* _TEXT SECTION_:
◆ ◆ ◆

NEW YORK—Microsoft Corp. on Tuesday will not only announce the worldwide availability of Office System 2003, but will also roll out the results of a commissioned study. According to the findings, its latest suite brings big worker productivity improvements and a rapid return on investment.
The study, commissioned and paid for by Microsoft, was conducted for Microsoft by Navigant Consulting, Inc. It found that information workers using the Office solutions gained an average of two hours in productive time each week without working longer hours. The full version is available here for download.
It also found that the companies realized a median net present value of $4,000 a worker, and that the solutions paid for themselves in an average of just eight months.
But the study sample was extremely small for a product that has several hundred million users globally. It looked at common business processes at just 14 small and large companies.
When asked by eWEEK how a study of just 14 users could be considered representative of the hundreds of millions of Office users worldwide, Joe Eschbach, the vice president of Microsofts Information Worker Product Management Group, said the Redmond software titan wanted an in-depth study of what the Office System was providing users.
“I do believe this study is representative of all our customers and applies to them. The documentation deals with processes like creating and compiling content, which apply to all businesses, both big and small,” he said.
The Navigant framework for measuring process improvements was able to break this down to a level of detail that was “realistic, understandable and which could then be used to see how the results would scale across other companies. But the results do vary,” Eschbach said.

◆ ◆ ◆

* _DATA SUPPLIED_:

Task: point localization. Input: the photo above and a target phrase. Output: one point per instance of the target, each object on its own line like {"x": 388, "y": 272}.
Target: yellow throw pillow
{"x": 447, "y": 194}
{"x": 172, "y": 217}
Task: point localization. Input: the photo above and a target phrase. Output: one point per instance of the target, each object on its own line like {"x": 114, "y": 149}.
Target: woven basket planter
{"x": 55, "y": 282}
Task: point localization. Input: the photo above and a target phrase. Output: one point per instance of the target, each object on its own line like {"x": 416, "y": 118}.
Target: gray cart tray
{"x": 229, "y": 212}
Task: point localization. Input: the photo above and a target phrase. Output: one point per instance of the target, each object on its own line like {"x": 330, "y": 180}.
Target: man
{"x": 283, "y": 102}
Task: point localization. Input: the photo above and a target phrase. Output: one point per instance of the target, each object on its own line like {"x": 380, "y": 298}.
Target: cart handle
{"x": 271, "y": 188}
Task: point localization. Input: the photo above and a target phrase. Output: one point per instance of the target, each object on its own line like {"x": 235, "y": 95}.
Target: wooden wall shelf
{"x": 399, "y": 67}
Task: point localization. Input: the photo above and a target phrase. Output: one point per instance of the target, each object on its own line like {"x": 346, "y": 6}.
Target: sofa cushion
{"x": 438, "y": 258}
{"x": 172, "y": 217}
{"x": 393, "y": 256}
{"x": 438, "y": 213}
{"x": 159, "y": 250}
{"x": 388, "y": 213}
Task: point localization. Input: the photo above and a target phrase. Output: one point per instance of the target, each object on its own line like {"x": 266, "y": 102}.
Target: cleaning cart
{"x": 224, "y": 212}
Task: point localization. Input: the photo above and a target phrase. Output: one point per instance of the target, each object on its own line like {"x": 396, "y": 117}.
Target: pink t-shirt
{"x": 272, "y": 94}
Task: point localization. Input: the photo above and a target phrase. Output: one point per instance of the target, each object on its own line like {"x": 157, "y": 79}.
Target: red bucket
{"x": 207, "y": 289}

◆ ◆ ◆

* _PROBLEM SET_:
1. Pull out every line of the records that contains the string "cart", treating uppercase and lowercase as different.
2. Pick up the news report on Microsoft's commissioned Office System 2003 productivity study after its final sentence and keep writing.

* _ANSWERS PER TASK_:
1.
Target: gray cart tray
Target: cart handle
Target: cleaning cart

2.
“The important thing here is that our customers have been telling us we need to make decisions on business value, even in the best of times there needs to be a return on investment. In difficult times like weve had, they want to see the money, the payback and this is, for the first time, hard evidence of that. This is the type of payback that a CIO or CFO would understand,” he said.
The study also took a varied group of customers that ranged from global companies like Siemens AG and Hewlett-Packard Co. to Franklins Solicitors, a U.K. law firm. It also targeted different verticals from banking and finance to operations and manufacturing, he said.
Erschbach also stressed that while Microsoft had commissioned and paid for the research, it had not interfered at all in the framework and model used by Navigant, which was its own and based on industry-standard best practices.
Asked by eWEEK how credible it thought research it had commissioned and paid for would be to customers, Erschbach said the veracity of the research lay in the actual customer testimonials.
“They have their own legal departments and executives and if Siemens stands up and tells us they have saved hundreds of thousands of dollars a year and are going to deploy it on over 300,000 desktops as a standard, imagine, thats the proof. No matter what Microsoft claims, the proof is in what customers are willing to stand up and say,” he said.
For its part, the study found that information workers using office System at Siemens, the global diversified manufacturing, information and communications firm, were able to cut the time it takes to insert contact information and standard legal text into company documents by 20 percent, while at the same time reducing the document error rate by 20 percent.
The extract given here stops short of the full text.